Records for this exercise:

== == ==

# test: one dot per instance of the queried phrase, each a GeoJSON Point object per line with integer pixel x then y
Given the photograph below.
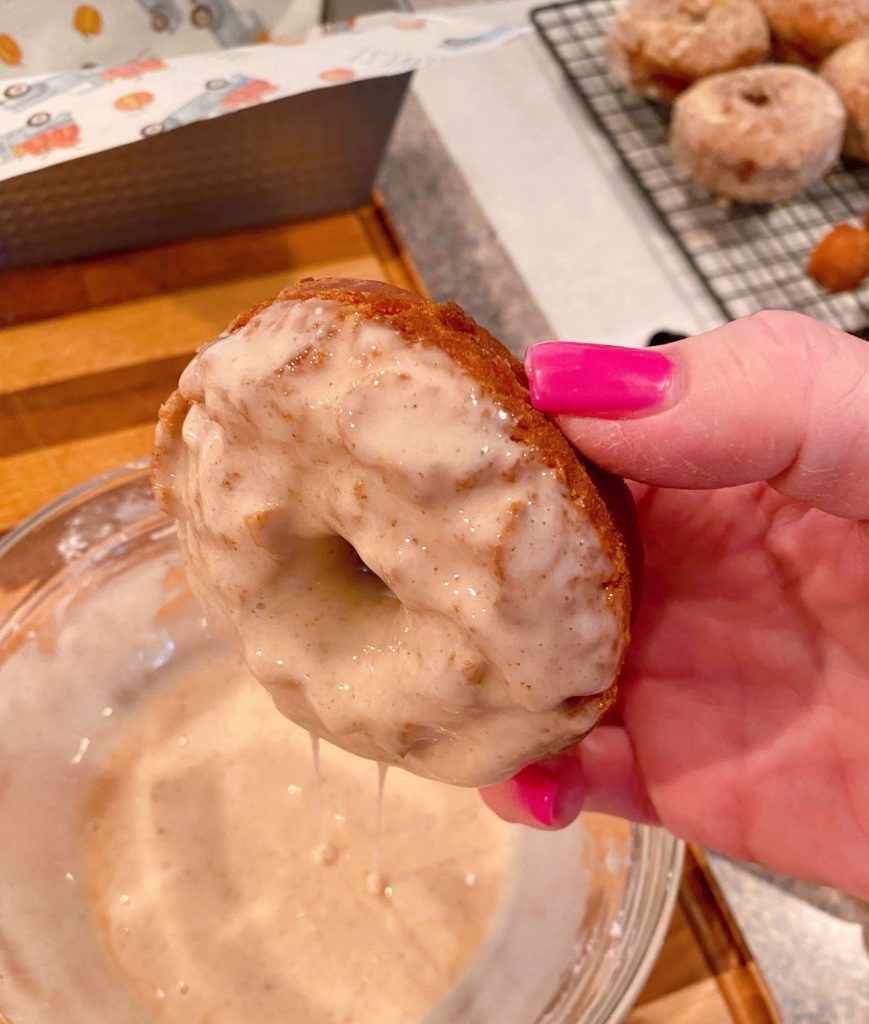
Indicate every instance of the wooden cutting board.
{"type": "Point", "coordinates": [89, 349]}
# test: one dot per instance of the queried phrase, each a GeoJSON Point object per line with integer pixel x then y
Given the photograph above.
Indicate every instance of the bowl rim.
{"type": "Point", "coordinates": [610, 1006]}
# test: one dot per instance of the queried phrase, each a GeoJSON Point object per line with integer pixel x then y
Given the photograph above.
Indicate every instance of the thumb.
{"type": "Point", "coordinates": [776, 397]}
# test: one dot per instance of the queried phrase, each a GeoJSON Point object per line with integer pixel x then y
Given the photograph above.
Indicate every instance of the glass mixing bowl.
{"type": "Point", "coordinates": [63, 574]}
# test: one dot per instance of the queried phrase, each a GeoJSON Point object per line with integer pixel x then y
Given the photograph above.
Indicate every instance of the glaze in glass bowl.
{"type": "Point", "coordinates": [58, 571]}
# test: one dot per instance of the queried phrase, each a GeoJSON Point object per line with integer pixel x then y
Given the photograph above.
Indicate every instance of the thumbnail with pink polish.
{"type": "Point", "coordinates": [536, 793]}
{"type": "Point", "coordinates": [603, 381]}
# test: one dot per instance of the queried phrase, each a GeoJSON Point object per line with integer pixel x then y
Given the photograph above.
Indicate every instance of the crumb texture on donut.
{"type": "Point", "coordinates": [848, 72]}
{"type": "Point", "coordinates": [415, 561]}
{"type": "Point", "coordinates": [757, 135]}
{"type": "Point", "coordinates": [660, 47]}
{"type": "Point", "coordinates": [807, 31]}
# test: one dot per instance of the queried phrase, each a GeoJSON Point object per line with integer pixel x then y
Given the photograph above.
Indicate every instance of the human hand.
{"type": "Point", "coordinates": [742, 721]}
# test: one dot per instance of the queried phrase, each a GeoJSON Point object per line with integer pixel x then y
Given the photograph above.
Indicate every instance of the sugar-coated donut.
{"type": "Point", "coordinates": [416, 562]}
{"type": "Point", "coordinates": [660, 47]}
{"type": "Point", "coordinates": [759, 134]}
{"type": "Point", "coordinates": [848, 72]}
{"type": "Point", "coordinates": [807, 31]}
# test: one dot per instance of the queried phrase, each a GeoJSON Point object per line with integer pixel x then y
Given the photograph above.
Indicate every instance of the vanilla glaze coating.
{"type": "Point", "coordinates": [407, 579]}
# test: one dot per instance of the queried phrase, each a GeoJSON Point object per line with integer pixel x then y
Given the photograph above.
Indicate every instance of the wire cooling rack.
{"type": "Point", "coordinates": [748, 257]}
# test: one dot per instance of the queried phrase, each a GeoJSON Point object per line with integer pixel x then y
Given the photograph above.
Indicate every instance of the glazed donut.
{"type": "Point", "coordinates": [660, 47]}
{"type": "Point", "coordinates": [757, 135]}
{"type": "Point", "coordinates": [848, 72]}
{"type": "Point", "coordinates": [415, 561]}
{"type": "Point", "coordinates": [806, 31]}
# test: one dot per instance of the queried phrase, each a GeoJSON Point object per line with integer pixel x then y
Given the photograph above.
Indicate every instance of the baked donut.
{"type": "Point", "coordinates": [660, 47]}
{"type": "Point", "coordinates": [415, 561]}
{"type": "Point", "coordinates": [806, 31]}
{"type": "Point", "coordinates": [757, 135]}
{"type": "Point", "coordinates": [848, 72]}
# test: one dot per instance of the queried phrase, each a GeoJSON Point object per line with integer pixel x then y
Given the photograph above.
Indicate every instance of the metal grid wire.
{"type": "Point", "coordinates": [749, 257]}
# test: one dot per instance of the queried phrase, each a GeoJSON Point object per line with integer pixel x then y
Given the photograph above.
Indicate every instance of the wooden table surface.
{"type": "Point", "coordinates": [88, 351]}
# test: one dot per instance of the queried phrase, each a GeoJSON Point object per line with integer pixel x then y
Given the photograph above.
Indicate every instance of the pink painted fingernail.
{"type": "Point", "coordinates": [552, 795]}
{"type": "Point", "coordinates": [603, 381]}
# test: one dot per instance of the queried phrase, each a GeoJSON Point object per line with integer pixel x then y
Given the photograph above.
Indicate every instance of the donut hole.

== == ==

Problem to work on: A word-for-word copy of the data, without its pictures, is what is needed.

Answer:
# test: one dot per instance of the queried phrase, each a GeoJSON Point object per line with integer pixel x then y
Given the photograph below.
Indicate every instance of the wooden cutting board.
{"type": "Point", "coordinates": [89, 349]}
# test: one dot per instance of the queried phrase, each a GeoJSON Point object per line with integer pixel x then y
Given the photograph above.
Indicate every instance of the bowl rim.
{"type": "Point", "coordinates": [610, 1006]}
# test: one dot per instance of the queried phrase, each a GeoJSON Point object per line with integer pixel x then y
Given the photograph above.
Indicate every instance of the thumb.
{"type": "Point", "coordinates": [776, 397]}
# test: one dot per instance of the queried phrase, each a GeoJSON Point object per line with integer pixel x then y
Given the photograph above.
Indicate every instance of the glass mixing bowl.
{"type": "Point", "coordinates": [63, 574]}
# test: one dot per instance of the queried phrase, each a GeoJSON Point object per line with integer pixel x then y
Given the photograph above.
Indicate every instance of the glaze in glass bowl.
{"type": "Point", "coordinates": [58, 571]}
# test: one dot per instance of the queried phrase, each a GeoJSON Point object per line with integer pixel x then y
Given the photograph above.
Indicate every instance of the thumbnail with pink polish.
{"type": "Point", "coordinates": [536, 793]}
{"type": "Point", "coordinates": [603, 381]}
# test: one dot per instance of the queried phrase, each a GeoJSON Point object per line with integer pixel x then y
Given the photograph above.
Indicate every instance of the crumb texture on donut.
{"type": "Point", "coordinates": [848, 72]}
{"type": "Point", "coordinates": [415, 561]}
{"type": "Point", "coordinates": [757, 135]}
{"type": "Point", "coordinates": [660, 47]}
{"type": "Point", "coordinates": [807, 31]}
# test: one dot per instance of the queried phrase, each a GeoJSON Point object per line with integer pixel x then y
Given the photograph above.
Indicate every instance of the human hand.
{"type": "Point", "coordinates": [742, 721]}
# test: one dot per instance of the queried phrase, each a GeoJSON Point object per line with integer pixel x then y
Given the photograph above.
Indicate every instance of the sugar-coated donut.
{"type": "Point", "coordinates": [416, 562]}
{"type": "Point", "coordinates": [660, 47]}
{"type": "Point", "coordinates": [759, 134]}
{"type": "Point", "coordinates": [848, 72]}
{"type": "Point", "coordinates": [807, 31]}
# test: one dot per instance of the queried phrase, each a GeoJSON Point object per line with integer pixel x then y
Given the photograph above.
Indicate every instance of the vanilla glaze coating.
{"type": "Point", "coordinates": [407, 579]}
# test: one dot per instance of the queried phrase, each a GeoJSON Point object per line with integer pixel x then y
Given the photograph above.
Indicate every instance of the wire cooling rack.
{"type": "Point", "coordinates": [748, 257]}
# test: one dot per instance of the queried phrase, each a GeoJSON Point object per line with integer pixel x then y
Given the photograph above.
Indicate every instance of the glazed donut.
{"type": "Point", "coordinates": [660, 47]}
{"type": "Point", "coordinates": [757, 135]}
{"type": "Point", "coordinates": [848, 72]}
{"type": "Point", "coordinates": [415, 561]}
{"type": "Point", "coordinates": [806, 31]}
# test: one dot per instance of the queried phrase, each a GeoJSON Point object per line with integer pixel x then y
Given the photograph above.
Indicate every instance of the baked donut.
{"type": "Point", "coordinates": [660, 47]}
{"type": "Point", "coordinates": [415, 561]}
{"type": "Point", "coordinates": [806, 31]}
{"type": "Point", "coordinates": [757, 135]}
{"type": "Point", "coordinates": [848, 72]}
# test: one dot per instance of the queried phrase, each a GeoJSON Point object per line with integer pixel x then y
Given the photograph above.
Indicate every instance of the metal grid wire.
{"type": "Point", "coordinates": [749, 257]}
# test: one dot per instance of the queried phrase, each a GeoJSON Point object per line with integer pixel x then y
Given the photograph above.
Indicate every instance of the wooden table surface.
{"type": "Point", "coordinates": [88, 351]}
# test: one dot per instance of the queried phrase, each a GeoJSON Point object per line with integer pixel x then y
Given the photograph above.
Indicate every instance of the pink painted fingernail.
{"type": "Point", "coordinates": [552, 795]}
{"type": "Point", "coordinates": [603, 381]}
# test: one dot per instance of the queried phrase, each a GeoJSON Point object per line with integer pixel x then y
Given the photograph above.
Indicate every instance of the donut hole.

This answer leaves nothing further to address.